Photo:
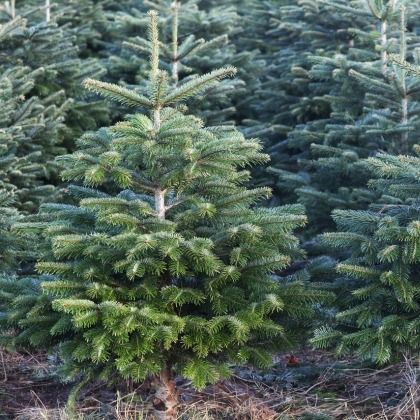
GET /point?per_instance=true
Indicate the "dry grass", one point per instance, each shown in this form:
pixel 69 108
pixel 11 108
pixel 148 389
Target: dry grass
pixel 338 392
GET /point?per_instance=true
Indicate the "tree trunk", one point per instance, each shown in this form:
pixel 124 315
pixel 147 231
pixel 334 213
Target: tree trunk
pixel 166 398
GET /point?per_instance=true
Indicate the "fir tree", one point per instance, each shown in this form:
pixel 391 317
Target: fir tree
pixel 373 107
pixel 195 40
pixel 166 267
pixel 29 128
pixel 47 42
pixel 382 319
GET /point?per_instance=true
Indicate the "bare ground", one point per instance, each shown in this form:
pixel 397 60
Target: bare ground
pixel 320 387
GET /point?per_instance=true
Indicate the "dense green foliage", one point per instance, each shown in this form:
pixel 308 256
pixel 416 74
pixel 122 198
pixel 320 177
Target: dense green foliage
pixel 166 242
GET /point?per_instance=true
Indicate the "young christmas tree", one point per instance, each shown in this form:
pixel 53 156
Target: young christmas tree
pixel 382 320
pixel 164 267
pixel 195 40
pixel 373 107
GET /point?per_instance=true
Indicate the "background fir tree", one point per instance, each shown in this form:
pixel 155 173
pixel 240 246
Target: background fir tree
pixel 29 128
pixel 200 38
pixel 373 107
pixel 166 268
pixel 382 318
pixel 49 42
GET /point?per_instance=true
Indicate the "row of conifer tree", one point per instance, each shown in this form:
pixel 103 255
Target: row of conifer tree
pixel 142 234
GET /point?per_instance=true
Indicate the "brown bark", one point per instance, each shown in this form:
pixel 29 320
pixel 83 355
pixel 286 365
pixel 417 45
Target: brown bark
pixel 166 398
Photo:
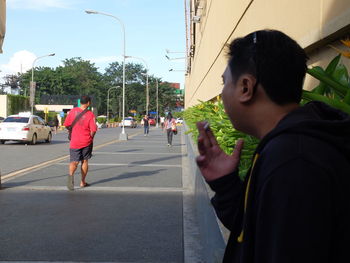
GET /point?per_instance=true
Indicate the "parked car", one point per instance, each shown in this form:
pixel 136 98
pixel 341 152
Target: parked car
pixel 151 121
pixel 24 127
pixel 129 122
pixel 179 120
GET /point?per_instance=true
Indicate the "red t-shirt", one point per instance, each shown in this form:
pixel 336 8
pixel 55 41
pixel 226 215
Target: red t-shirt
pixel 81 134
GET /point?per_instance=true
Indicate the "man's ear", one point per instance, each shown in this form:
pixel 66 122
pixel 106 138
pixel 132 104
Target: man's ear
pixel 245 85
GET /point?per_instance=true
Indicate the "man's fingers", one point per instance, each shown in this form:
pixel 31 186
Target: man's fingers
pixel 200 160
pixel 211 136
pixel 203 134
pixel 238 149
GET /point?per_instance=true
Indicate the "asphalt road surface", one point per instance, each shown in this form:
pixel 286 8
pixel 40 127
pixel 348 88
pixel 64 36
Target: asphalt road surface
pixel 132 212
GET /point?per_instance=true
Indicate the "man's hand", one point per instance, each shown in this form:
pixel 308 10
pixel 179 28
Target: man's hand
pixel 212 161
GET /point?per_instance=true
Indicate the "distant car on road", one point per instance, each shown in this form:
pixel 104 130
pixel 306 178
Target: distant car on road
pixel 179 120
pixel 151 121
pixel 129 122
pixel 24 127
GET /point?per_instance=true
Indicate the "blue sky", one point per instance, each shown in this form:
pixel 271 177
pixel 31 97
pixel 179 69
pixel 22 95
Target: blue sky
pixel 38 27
---
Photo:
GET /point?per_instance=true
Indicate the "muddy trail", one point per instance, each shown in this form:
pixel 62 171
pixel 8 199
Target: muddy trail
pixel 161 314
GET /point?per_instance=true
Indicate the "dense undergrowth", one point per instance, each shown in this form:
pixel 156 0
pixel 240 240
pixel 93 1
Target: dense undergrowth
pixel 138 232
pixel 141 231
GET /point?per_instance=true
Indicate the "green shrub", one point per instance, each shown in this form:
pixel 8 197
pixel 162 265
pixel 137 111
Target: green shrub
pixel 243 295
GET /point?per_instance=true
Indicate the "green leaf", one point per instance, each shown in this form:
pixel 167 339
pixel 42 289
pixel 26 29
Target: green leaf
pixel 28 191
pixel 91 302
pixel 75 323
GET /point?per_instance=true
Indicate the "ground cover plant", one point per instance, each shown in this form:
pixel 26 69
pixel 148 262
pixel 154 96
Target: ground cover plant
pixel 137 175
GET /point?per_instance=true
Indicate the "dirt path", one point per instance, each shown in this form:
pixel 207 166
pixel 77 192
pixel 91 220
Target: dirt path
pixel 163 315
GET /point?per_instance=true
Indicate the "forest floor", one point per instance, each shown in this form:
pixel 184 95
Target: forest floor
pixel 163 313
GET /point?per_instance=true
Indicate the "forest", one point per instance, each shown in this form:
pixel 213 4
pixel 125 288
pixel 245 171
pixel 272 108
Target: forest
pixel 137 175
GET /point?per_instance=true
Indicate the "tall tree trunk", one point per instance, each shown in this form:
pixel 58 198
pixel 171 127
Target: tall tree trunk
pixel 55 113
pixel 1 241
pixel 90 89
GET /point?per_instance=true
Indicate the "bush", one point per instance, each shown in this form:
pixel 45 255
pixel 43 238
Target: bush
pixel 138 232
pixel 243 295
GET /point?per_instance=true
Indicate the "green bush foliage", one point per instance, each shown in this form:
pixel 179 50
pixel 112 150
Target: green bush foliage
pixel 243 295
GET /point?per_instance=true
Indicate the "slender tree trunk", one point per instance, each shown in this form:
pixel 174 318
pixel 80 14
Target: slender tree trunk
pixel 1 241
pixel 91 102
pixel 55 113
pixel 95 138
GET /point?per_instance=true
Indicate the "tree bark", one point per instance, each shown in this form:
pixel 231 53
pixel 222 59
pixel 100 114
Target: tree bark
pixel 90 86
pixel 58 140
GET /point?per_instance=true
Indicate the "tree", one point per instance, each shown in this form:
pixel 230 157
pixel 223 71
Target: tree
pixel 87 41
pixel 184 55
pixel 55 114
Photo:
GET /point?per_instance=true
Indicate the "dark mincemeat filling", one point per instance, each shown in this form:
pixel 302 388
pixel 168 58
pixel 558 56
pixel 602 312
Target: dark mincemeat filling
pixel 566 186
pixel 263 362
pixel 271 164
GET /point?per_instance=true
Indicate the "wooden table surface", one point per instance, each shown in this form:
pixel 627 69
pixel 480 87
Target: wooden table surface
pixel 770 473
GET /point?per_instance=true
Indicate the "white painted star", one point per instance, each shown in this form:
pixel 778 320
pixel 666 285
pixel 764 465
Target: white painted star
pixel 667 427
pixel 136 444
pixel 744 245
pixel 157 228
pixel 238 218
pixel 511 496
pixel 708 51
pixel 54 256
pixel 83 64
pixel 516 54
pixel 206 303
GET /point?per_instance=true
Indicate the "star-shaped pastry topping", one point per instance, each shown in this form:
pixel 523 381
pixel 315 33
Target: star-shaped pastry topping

◆ **Task item**: Go line by line through the records above and copy each one containing "shaped".

◆ **Solution to the problem**:
Indicate the "star-shaped pastry topping", one point per instance, each shown in this form:
Target: star-shaped pastry topping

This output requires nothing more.